What to work on. Recast the lines below as a numbered list, omitting any blank lines and leaving out the pictures.

Supplied information.

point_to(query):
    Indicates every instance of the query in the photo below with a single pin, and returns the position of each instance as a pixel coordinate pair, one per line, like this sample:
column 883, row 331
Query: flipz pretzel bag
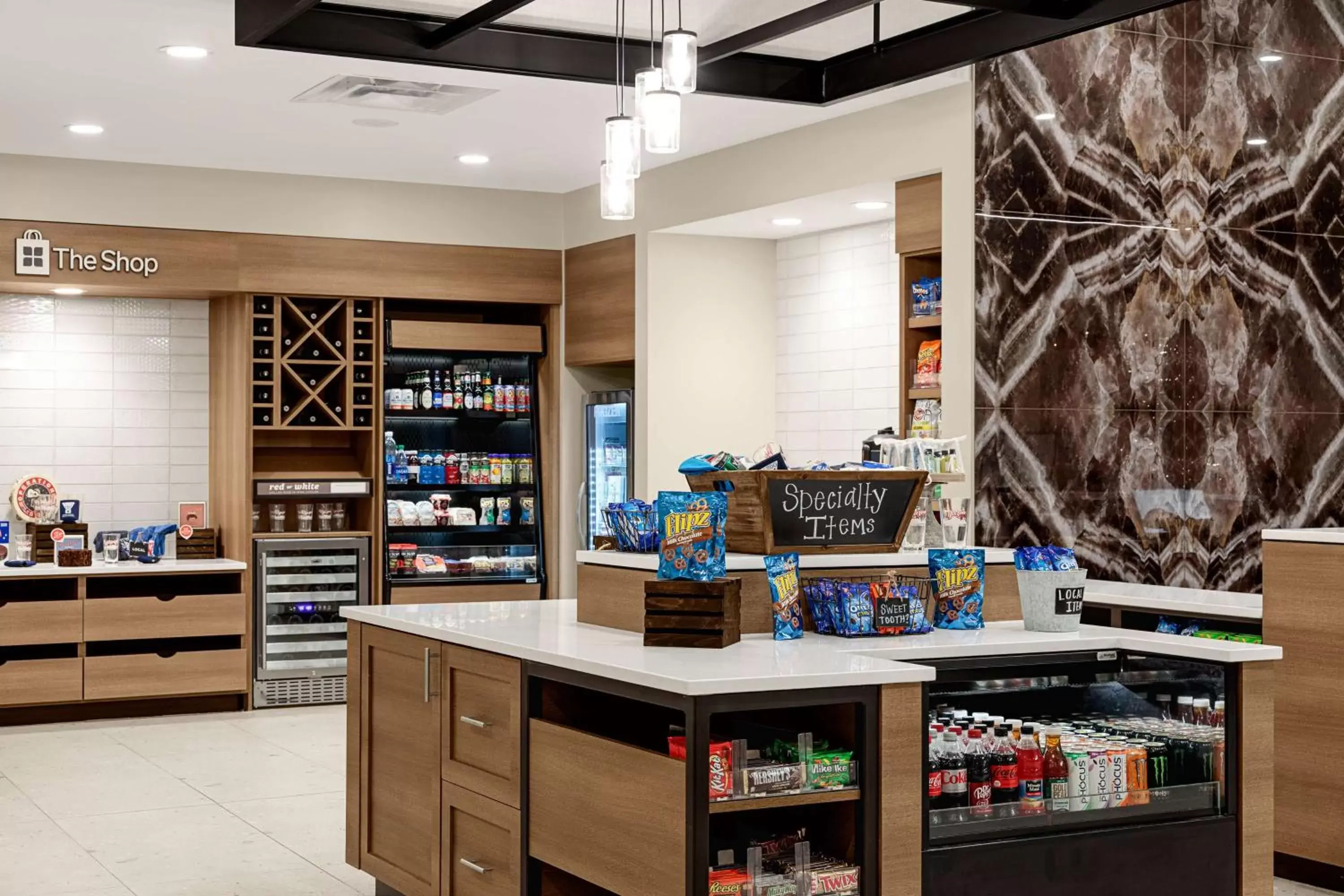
column 691, row 532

Result.
1. point_to(query):
2.     Indicates every instance of the query in the photo below with a single pin, and returns the position of each instance as a pixel coordinate pair, one per line, like this sample:
3. column 883, row 331
4. Query: flipz pretzel bag
5. column 691, row 532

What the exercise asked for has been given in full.